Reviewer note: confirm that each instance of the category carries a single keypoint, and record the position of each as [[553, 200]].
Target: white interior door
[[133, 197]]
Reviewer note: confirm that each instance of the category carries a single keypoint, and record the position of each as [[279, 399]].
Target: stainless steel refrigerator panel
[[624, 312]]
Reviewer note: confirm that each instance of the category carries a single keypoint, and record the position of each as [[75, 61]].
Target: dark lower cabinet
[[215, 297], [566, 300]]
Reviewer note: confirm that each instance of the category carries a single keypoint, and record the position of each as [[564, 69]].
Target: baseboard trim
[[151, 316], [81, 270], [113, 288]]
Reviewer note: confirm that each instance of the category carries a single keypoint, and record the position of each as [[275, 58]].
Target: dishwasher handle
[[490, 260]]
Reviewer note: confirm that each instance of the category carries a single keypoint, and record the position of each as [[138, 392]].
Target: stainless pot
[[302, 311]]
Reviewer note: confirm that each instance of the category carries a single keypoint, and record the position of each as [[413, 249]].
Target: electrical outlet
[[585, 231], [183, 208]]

-=-=-=-=-

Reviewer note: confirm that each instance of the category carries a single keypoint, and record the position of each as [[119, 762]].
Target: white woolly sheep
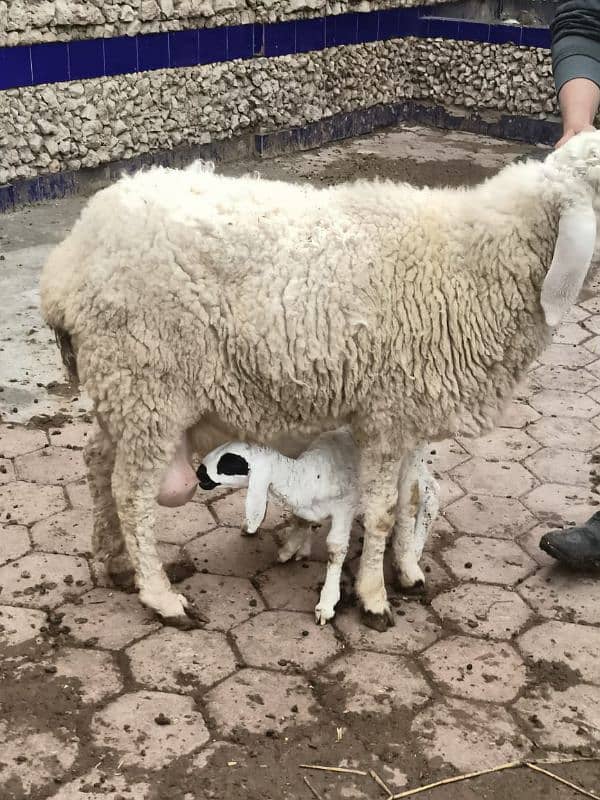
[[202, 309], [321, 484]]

-=-=-=-=-

**Work to be completed:** Can you reproduce word for word everything in the records from the line containing "as [[279, 399]]." down to the line containing "[[302, 311]]", including both of those lines?

**The output:**
Reviewer note: confirm that each instance of the category carries a single keypoint, and record the position of each as [[279, 399]].
Target: stainless steel refrigerator panel
[[624, 312]]
Reviewer note: confirm that each instance of the category carries a single keypoint, and record the position of each as [[75, 61]].
Target: dark lower cabinet
[[215, 297], [566, 300]]
Reviewer note: confirm that each instance of the category carries a single keypoint, and record the position of each as [[564, 69]].
Target: baseboard trim
[[151, 316], [81, 270], [113, 288]]
Reviewer note: confirm that each instance of the category carries a single keypoint, and record the position of each as [[275, 58]].
Target: dishwasher handle
[[490, 260]]
Reviewer note: confirm that each instance of the category carries a single keypoint, and record the position of each as [[138, 392]].
Target: stainless pot
[[302, 311]]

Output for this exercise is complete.